■ **Supplied passage**
"""

Thomas Palmer (Analyst)

Thank you. And then on Dymatize, what's the messaging, I guess, in this new marketing campaign, and what's the target? Is it more customer awareness for the brand? Is it trying to differentiate the brand in what seems to be maybe a little bit more of a competitive segment right now? Just any help on that as we move into the back half, and this campaign launches.

Darcy Davenport (CEO)

Yeah, so the focus is, and you'll, it actually hits the air this week, so you should hopefully see it. The focus is really around awareness. I mean, you know, our, our household pen is 1%. So, it's around awareness of the brand. The Dymatize is a, is a premium product, and so, which, consumers are expected to pay more for. And so, we wanna explain why it's worth it, and why people should really kind of graduate to Dymatize. And we're doing it with, you know, borrowed equity of Christian McCaffrey. What's amazing about him is, it is a super authentic connection because he already uses Dymatize in his kind of nutrition and workout regimen, and it is a key part of his success.

So it is, you know, not by coincidence that we're launching the campaign right as football season is starting. And so that is... And, and obviously, he is a big name. So, that is- that's the focus. It is an awareness campaign, and it's focused around the Dymatize equity. In addition to that equity campaign, we also have a couple other spots that will focus on flavor. So, if you think of kind of upper funnel, lower funnel of a marketing campaign, upper funnel is, we have both going on within the campaign starting in Q4, and then it will continue into 2025.

Thomas Palmer (Analyst)

Thanks for all the detail.

Darcy Davenport (CEO)

Yeah.

Operator (participant)

Thank you. Please stand by for our next question. Our next question comes from Brian Holland with D.A. Davidson. Your line is open.

Brian Holland (Analyst)

Yeah, thanks. Good morning. Maybe just referring back to Paul's earlier response and question about pricing, you know, mindful of when commodities are flowing through the P&L, and also more broadly, just kind of the volume, the challenging volume backdrop across CPG. Just any sense you can provide or, you know, share with respect to customer response to the pricing that you announced last quarter?

Darcy Davenport (CEO)

Paul, you want me to answer that?

Brian Holland (Analyst)

Yeah, please.

Darcy Davenport (CEO)

Yeah. So, I mean, pricing is never easy. What I will say is, it is helpful that other competitors have taken pricing recently. And again, it is because of the rising cost of specifically, you know, manufacturing, labor, freight, et cetera. So, we're seeing some increases, and other people are passing it on, too, and they did it before us, which always helps. You know, no major pushback, I would say, and it's all of them are over the line.

"""

■ **Record excerpts**

"""

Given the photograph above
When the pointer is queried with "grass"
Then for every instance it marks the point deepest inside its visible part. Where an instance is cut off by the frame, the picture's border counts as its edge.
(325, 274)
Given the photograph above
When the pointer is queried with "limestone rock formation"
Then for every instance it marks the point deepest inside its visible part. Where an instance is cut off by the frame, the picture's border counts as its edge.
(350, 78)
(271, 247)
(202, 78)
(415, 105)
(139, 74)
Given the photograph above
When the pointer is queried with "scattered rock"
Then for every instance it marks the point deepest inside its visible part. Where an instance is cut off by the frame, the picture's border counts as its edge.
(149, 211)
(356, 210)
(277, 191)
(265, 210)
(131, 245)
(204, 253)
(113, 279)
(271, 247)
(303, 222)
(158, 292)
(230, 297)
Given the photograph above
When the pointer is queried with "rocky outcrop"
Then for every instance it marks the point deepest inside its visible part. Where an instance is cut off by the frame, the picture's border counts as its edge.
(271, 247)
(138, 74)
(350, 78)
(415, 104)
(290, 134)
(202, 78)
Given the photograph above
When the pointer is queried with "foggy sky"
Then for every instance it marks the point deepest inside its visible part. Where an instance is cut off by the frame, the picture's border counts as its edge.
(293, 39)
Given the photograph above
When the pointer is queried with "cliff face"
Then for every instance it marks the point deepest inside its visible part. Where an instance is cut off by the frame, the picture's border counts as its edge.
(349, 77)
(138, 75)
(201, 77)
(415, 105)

"""

■ **To be done**
**1)** Retype the full listing above, every line, without any change.
**2)** Extend the analyst call transcript past its last sentence.

■ **Task results**
**1)**
Given the photograph above
When the pointer is queried with "grass"
Then for every instance it marks the point deepest inside its visible part. Where an instance is cut off by the frame, the picture's border counts as its edge.
(325, 274)
Given the photograph above
When the pointer is queried with "limestone rock formation"
Then for every instance it marks the point deepest inside its visible part. Where an instance is cut off by the frame, the picture's border counts as its edge.
(350, 78)
(271, 247)
(202, 78)
(415, 105)
(139, 74)
Given the photograph above
When the pointer is queried with "scattered rock"
Then for every instance it marks the point deepest inside its visible part. Where an instance is cut off by the frame, the picture's border counts as its edge.
(149, 211)
(356, 210)
(277, 191)
(265, 210)
(131, 245)
(204, 253)
(113, 279)
(271, 247)
(303, 222)
(158, 292)
(230, 297)
Given the photograph above
When the pointer is queried with "rocky outcrop"
Then for every instance it marks the point deepest inside its visible part. Where an instance is cut off by the frame, the picture's border counts as its edge.
(271, 247)
(138, 74)
(350, 78)
(415, 104)
(290, 134)
(202, 78)
Given the photograph above
When the pointer is queried with "foggy sky"
Then for every instance it marks the point deepest inside its visible part. Where an instance is cut off by the frame, the picture's border counts as its edge.
(293, 39)
Given the photograph above
When the pointer is queried with "cliff face"
Then for every instance it marks the point deepest inside its visible part. Where an instance is cut off by the frame, the picture's border counts as its edge.
(349, 77)
(138, 75)
(201, 77)
(415, 105)

**2)**
Brian Holland (Analyst)

Perfect. Thanks. Then, I wanted to ask about, you know, we're getting asked about, you know, private label, competitive dynamics with some rollouts, particularly in, whey powder. So, you know, Darcy, I was hoping maybe you could just provide a little bit of perspective on what private label looks like in this, in the categories you compete in more broadly, and maybe any historical perspective, to help sort of frame, you know, what, what private label has done in this category and maybe the limits to its ability to take share, if that makes sense?

Darcy Davenport (CEO)

Yeah. Yeah, so private label in. It's definitely less, I guess, mature in this category than in others. It represents in RTD, it's about 9%, powders is about 4.5. Just realize that more, and that's in tracked channels. So, just remember that most of the powder category, there's just less in tracked channels, for powder. So, I mean, our estimates are actually, for powders, it's probably closer to where RTDs is, so call it 9%-10%, if you kind of look at the whole marketplace. And same thing for bars. So, generally, what is interesting is, you know, for the most part, it's maintaining share. So, it's not growing faster, in our category than, the branded players, so it's just maintaining share.

That has been the case for the last few years. You know, this just happens to be. Now, there are, as you know, there are stronger private labels and less strong private labels. So, I think the success depends on the retailer. However, I would generally say that in this category, people look for trusted brands, and they. And that has been the case. I think where we saw it first go was. I think it has to do bars, I would say had a bigger, I would say went private label first, then powder, and I think RTDs will be last. And part of that has to do with the just dynamic in the category, meaning that there just isn't a lot of capacity in RTDs.

It's very complicated to produce the private label within RTDs, at least, are concentrated in a couple of retailers. And others have tried and have not been successful, and so I think are a little scared of it. So does that give you some reference and context?

Brian Holland (Analyst)

Yeah, no, that's extremely helpful, Darcy. I can leave it there. Thank you.

Darcy Davenport (CEO)

Great.

Operator (participant)

Please stand by for our next question. Our next question comes from the line of Bryan Spillane with Bank of America. Your line is open.

Bryan Spillane (Analyst)

Hey, guys. Good morning, and thanks for the question. So, I just had a quick one on Premier. So, you said you had strong consumption growth in all key channels, with club being the exception. Are you able to quantify the impact of the temporary changes in assortment? And also, you mentioned that club consumption began to accelerate in June and into July. So, is there any way to quantify that? And do you expect that acceleration to hold in 4Q or even accelerate further from there?

Darcy Davenport (CEO)

Okay, sorry. There were a lot of questions in there, Bryan. Can you just-

Bryan Spillane (Analyst)

I'm sorry.

Darcy Davenport (CEO)

Sorry. Yeah, yeah, yeah. Can you just say the question one more time?

Bryan Spillane (Analyst)

Yep. So just the first question of all of that is just, are you able to quantify the impact of the temporary changes in assortment in 4Q, just as it relates to club kind of being weaker than the rest of the channels in Premier?

Paul Rode (CFO)

You said Q4?

Darcy Davenport (CEO)

Yeah. Paul, do you want to give that?

Paul Rode (CFO)

Well, I just want to clarify. Are you, are you saying the temporary changes in Q3, or you said Q4?

Bryan Spillane (Analyst)

Yep.

Paul Rode (CFO)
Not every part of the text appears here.